◆ **AIM OF THE TASK**: Print the lines below exactly as they appear, leaving out the pictures.
----------
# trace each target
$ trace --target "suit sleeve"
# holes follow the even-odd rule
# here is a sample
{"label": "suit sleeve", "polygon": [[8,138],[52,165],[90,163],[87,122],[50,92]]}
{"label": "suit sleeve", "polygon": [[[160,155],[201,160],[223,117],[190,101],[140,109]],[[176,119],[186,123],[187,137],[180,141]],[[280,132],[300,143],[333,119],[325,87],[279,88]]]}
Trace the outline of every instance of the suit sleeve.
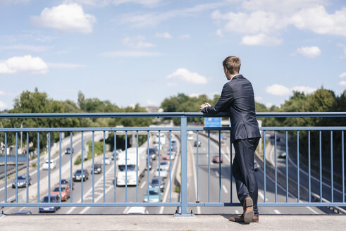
----------
◆ **RESPONSE FOR THIS EXERCISE**:
# trace each target
$ trace --target "suit sleeve"
# holes follow the even-odd rule
# here is a sample
{"label": "suit sleeve", "polygon": [[8,138],[52,165],[90,163],[87,122],[50,92]]}
{"label": "suit sleeve", "polygon": [[[160,155],[201,160],[223,117],[190,101],[140,109]],[[176,119],[186,123],[187,137],[180,141]],[[280,132],[300,143],[333,119],[325,87],[279,88]]]}
Trace the outline of every instance of the suit sleeve.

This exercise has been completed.